**Work to complete**. Nothing but an exact copy is wanted: the line with "Task: place one keypoint per instance of the pink" and each line after it in the data below, last line included.
• • • • • • •
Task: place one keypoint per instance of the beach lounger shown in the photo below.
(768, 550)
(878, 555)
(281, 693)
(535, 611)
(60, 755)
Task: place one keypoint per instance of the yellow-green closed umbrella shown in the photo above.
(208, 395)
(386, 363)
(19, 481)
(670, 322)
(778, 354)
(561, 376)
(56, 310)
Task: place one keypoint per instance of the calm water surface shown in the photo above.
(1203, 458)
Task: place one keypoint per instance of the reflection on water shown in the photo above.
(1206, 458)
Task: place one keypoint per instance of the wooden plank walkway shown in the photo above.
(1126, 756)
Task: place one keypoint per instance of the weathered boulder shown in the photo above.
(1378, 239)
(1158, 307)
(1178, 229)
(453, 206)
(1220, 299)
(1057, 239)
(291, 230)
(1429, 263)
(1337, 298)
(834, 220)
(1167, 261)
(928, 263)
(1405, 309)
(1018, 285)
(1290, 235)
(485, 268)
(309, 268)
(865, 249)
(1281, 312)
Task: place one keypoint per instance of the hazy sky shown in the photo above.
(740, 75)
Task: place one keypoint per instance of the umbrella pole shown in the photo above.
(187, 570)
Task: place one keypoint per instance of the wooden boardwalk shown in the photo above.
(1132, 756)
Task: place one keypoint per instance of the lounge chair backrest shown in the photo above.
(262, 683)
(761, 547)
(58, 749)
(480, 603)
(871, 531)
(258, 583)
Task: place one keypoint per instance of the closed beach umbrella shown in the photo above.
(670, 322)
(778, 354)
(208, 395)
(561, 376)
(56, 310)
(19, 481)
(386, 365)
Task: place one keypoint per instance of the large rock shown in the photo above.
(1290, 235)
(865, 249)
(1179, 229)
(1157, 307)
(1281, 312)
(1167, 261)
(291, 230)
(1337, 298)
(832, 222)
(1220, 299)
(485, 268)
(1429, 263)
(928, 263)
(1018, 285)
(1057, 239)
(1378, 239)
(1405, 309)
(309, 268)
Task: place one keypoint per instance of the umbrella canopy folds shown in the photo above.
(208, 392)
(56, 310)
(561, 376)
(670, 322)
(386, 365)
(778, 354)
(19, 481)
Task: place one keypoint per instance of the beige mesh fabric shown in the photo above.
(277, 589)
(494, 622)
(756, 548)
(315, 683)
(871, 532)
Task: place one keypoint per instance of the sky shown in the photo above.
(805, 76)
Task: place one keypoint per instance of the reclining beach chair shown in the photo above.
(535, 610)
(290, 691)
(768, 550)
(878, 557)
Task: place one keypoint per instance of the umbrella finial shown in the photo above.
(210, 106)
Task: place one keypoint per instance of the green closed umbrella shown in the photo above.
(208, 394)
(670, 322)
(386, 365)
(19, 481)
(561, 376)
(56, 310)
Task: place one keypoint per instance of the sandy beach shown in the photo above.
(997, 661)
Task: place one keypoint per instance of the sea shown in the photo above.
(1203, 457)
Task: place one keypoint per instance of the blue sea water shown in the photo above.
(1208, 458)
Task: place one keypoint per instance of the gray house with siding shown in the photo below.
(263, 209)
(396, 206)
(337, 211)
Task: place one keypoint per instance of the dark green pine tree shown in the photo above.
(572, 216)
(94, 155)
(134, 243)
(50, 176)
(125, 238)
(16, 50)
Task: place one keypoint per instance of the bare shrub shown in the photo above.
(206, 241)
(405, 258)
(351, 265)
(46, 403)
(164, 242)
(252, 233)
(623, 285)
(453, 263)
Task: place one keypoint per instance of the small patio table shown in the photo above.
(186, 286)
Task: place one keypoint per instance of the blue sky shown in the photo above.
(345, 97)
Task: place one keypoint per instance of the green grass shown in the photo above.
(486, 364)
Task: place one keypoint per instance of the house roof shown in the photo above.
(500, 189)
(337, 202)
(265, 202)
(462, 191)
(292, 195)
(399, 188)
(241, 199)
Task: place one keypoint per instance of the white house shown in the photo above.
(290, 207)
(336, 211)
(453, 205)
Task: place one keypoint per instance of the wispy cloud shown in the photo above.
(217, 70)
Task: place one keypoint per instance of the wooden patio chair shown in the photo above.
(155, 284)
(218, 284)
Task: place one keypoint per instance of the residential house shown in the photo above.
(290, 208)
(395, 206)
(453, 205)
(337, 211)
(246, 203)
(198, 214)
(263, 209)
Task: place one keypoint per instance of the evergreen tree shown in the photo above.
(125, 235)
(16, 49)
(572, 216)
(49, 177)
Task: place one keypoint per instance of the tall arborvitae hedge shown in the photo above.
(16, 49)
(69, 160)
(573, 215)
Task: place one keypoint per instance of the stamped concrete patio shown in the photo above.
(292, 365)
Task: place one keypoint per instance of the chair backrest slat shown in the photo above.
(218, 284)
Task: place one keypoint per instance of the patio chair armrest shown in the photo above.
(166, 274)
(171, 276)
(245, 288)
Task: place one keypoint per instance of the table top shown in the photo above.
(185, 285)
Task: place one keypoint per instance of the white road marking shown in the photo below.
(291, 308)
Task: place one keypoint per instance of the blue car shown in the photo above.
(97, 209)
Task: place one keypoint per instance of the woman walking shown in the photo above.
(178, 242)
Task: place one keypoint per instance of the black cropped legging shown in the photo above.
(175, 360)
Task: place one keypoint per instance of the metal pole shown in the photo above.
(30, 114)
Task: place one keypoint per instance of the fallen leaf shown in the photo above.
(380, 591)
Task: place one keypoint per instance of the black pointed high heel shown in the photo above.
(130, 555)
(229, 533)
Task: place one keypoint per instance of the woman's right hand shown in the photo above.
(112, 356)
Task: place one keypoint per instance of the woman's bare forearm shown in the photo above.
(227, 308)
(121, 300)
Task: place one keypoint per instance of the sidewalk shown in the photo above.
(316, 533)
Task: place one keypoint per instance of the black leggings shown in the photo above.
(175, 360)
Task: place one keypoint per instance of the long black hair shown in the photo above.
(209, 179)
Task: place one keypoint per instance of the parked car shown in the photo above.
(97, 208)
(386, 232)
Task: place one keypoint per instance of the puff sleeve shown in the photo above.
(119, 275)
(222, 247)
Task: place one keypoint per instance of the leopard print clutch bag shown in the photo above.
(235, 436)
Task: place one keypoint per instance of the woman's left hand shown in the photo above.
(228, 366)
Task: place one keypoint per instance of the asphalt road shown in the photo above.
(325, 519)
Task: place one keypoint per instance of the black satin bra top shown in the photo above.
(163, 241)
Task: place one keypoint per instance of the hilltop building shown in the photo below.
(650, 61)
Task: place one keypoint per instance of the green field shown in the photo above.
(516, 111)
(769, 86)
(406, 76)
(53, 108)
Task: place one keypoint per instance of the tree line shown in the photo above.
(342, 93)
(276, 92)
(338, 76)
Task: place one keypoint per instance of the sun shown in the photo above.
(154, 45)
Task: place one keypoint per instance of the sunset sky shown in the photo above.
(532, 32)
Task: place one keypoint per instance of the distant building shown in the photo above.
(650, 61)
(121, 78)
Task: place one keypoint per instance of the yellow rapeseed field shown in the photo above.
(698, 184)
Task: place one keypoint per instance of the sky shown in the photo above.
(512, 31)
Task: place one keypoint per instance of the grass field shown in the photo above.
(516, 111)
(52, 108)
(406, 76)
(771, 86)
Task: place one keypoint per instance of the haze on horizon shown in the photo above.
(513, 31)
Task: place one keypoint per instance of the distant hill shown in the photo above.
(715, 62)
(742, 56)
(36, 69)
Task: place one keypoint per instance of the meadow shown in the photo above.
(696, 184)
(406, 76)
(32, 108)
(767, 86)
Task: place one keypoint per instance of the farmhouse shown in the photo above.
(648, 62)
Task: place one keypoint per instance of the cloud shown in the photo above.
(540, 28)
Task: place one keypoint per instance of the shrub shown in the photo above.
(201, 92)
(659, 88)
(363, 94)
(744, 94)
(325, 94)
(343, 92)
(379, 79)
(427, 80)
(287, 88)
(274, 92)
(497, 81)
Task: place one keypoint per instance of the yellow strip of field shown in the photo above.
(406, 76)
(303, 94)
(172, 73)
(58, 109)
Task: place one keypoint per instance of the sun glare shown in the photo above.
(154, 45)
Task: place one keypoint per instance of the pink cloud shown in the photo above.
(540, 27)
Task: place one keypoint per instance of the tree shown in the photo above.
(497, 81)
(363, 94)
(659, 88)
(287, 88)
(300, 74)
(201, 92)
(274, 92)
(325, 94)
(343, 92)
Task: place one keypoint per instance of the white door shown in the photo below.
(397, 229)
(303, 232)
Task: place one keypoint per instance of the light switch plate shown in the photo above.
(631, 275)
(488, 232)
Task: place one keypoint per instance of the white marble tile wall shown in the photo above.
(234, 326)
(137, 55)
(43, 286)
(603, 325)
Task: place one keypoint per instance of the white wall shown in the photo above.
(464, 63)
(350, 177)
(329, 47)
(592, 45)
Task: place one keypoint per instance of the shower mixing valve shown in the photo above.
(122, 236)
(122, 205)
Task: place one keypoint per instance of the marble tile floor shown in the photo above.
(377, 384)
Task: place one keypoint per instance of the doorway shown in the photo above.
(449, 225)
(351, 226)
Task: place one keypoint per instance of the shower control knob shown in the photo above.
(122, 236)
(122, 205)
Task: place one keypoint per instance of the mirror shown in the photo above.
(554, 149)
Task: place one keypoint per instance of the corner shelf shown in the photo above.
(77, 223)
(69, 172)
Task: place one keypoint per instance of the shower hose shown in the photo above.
• • • • • • •
**Answer to this problem**.
Task: place one keypoint per instance of the pink cloud shown in the photo above.
(540, 27)
Task: place one keypoint per instance of the tree shown in the photo above.
(497, 81)
(363, 94)
(659, 88)
(287, 88)
(300, 74)
(201, 92)
(274, 92)
(325, 94)
(343, 92)
Task: place one keypoint per instance of the white door shown in the photo below.
(397, 229)
(303, 232)
Task: place one keypoint per instance of the light switch plate shown in the photo above.
(631, 275)
(488, 232)
Task: place one keypoint per instance of the white marble tile wall shown in the photo above.
(234, 326)
(137, 55)
(43, 286)
(603, 325)
Task: place one keypoint per instance of the white wall shown in the photo above.
(464, 63)
(350, 177)
(329, 47)
(592, 45)
Task: place one keypoint per instance of the shower mixing valve shown in the photo above.
(122, 236)
(122, 205)
Task: place one keypoint per instance of the marble tile floor shown in the photo above.
(377, 384)
Task: place one keypoint per instance of the doorway shown in the photo above.
(449, 225)
(351, 226)
Task: place one keypoint per instance of the shower control knob shown in the photo above.
(122, 236)
(122, 205)
Task: place one keypoint per instance of the mirror shown in the photo above.
(554, 149)
Task: place one keypoint per instance of the corner shelf shown in the photo above.
(77, 223)
(69, 172)
Task: place one keypoint per instance of the shower hose shown in the photo above.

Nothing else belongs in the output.